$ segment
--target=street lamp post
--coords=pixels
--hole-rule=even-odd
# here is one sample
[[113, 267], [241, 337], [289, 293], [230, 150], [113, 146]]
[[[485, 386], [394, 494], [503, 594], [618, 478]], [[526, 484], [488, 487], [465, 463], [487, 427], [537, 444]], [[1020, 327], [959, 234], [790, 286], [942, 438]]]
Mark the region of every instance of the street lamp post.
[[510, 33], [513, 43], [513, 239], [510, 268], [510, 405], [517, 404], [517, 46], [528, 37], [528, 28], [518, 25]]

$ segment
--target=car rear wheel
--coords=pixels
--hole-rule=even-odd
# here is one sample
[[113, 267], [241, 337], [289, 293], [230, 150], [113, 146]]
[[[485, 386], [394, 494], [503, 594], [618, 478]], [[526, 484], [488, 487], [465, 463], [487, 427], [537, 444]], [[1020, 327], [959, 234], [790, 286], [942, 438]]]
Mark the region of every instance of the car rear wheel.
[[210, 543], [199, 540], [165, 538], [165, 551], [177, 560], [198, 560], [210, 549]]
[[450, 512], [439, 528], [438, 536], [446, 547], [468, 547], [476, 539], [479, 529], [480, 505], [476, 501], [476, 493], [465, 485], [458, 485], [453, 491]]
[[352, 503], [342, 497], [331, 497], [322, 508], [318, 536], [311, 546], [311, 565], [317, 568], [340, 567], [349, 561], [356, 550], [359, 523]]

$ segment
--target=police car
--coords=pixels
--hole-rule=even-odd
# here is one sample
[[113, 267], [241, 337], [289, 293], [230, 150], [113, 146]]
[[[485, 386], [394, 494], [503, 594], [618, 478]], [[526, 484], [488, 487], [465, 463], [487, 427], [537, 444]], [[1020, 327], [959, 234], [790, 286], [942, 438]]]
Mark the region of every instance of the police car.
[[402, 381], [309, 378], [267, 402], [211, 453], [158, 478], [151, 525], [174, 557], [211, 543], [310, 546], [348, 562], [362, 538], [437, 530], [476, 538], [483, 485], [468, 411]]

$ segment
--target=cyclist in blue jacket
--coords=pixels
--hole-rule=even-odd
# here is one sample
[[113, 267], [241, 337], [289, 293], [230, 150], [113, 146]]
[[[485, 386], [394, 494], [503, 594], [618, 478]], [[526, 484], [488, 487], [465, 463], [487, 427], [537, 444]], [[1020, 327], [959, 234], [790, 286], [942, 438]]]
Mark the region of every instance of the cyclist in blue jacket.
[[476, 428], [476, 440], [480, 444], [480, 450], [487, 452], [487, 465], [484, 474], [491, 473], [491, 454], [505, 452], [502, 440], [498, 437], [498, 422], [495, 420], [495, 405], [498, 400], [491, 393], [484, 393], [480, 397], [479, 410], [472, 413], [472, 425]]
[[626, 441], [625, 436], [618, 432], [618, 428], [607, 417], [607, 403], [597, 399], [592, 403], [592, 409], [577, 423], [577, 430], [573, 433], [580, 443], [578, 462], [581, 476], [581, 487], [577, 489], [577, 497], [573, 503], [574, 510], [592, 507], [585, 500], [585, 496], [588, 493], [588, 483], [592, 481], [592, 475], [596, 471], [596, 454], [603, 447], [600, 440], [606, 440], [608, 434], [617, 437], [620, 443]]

======

**About this task**
Print the records above once again, exactly as written.

**Output**
$ segment
--target=street lamp post
--coords=pixels
--hole-rule=even-odd
# here is one sample
[[113, 267], [241, 337], [289, 293], [230, 150], [113, 146]]
[[[485, 386], [394, 494], [503, 594], [618, 478]], [[526, 484], [488, 487], [465, 463], [487, 427], [537, 444]], [[1020, 327], [959, 234], [790, 286], [942, 438]]]
Mark the region of every instance of the street lamp post.
[[510, 33], [513, 43], [513, 239], [510, 268], [510, 405], [517, 404], [517, 46], [528, 37], [528, 28], [518, 25]]

$ segment
--target=car rear wheel
--coords=pixels
--hole-rule=even-odd
# here is one sample
[[113, 267], [241, 337], [289, 293], [230, 150], [113, 146]]
[[[485, 386], [394, 494], [503, 594], [618, 478]], [[526, 484], [488, 487], [465, 463], [487, 427], [537, 444]], [[1020, 327], [959, 234], [790, 286], [942, 438]]]
Mark the region of every instance of the car rear wheel.
[[210, 543], [199, 540], [165, 538], [165, 551], [177, 560], [198, 560], [210, 549]]
[[450, 512], [439, 528], [438, 536], [446, 547], [468, 547], [476, 539], [479, 529], [480, 505], [476, 501], [476, 493], [465, 485], [458, 485], [453, 491]]
[[352, 503], [342, 497], [331, 497], [322, 508], [318, 536], [311, 546], [311, 565], [317, 568], [340, 567], [349, 561], [356, 550], [359, 523]]

$ segment
--target=police car
--coords=pixels
--hole-rule=even-odd
# here is one sample
[[113, 267], [241, 337], [289, 293], [230, 150], [113, 146]]
[[[485, 386], [394, 494], [503, 594], [618, 478]], [[526, 484], [488, 487], [465, 463], [487, 427], [537, 444]], [[1020, 327], [959, 234], [790, 286], [942, 438]]]
Mark the region of every instance of the police car.
[[402, 381], [309, 378], [267, 402], [211, 453], [158, 478], [151, 525], [174, 557], [211, 543], [310, 546], [348, 562], [362, 538], [437, 530], [476, 538], [483, 485], [468, 411]]

$ segment
--target=cyclist in blue jacket
--coords=pixels
--hole-rule=even-odd
# here is one sample
[[113, 267], [241, 337], [289, 293], [230, 150], [113, 146]]
[[[485, 386], [394, 494], [503, 594], [618, 478]], [[526, 484], [488, 487], [465, 463], [487, 427], [537, 444]], [[1020, 327], [959, 234], [790, 286], [942, 438]]]
Mark the region of every instance of the cyclist in blue jacket.
[[476, 428], [476, 440], [480, 444], [480, 450], [487, 452], [487, 465], [484, 474], [491, 473], [491, 454], [505, 452], [502, 440], [498, 437], [498, 422], [495, 420], [495, 405], [498, 400], [491, 393], [484, 393], [480, 397], [479, 410], [472, 413], [472, 425]]
[[626, 441], [625, 436], [618, 432], [618, 428], [607, 417], [607, 403], [597, 399], [592, 403], [592, 409], [577, 423], [577, 430], [573, 433], [580, 443], [578, 462], [581, 476], [581, 487], [577, 489], [577, 497], [573, 503], [574, 510], [592, 507], [585, 500], [585, 496], [588, 493], [588, 483], [592, 481], [592, 475], [596, 471], [596, 454], [603, 447], [600, 440], [606, 440], [608, 434], [617, 437], [620, 443]]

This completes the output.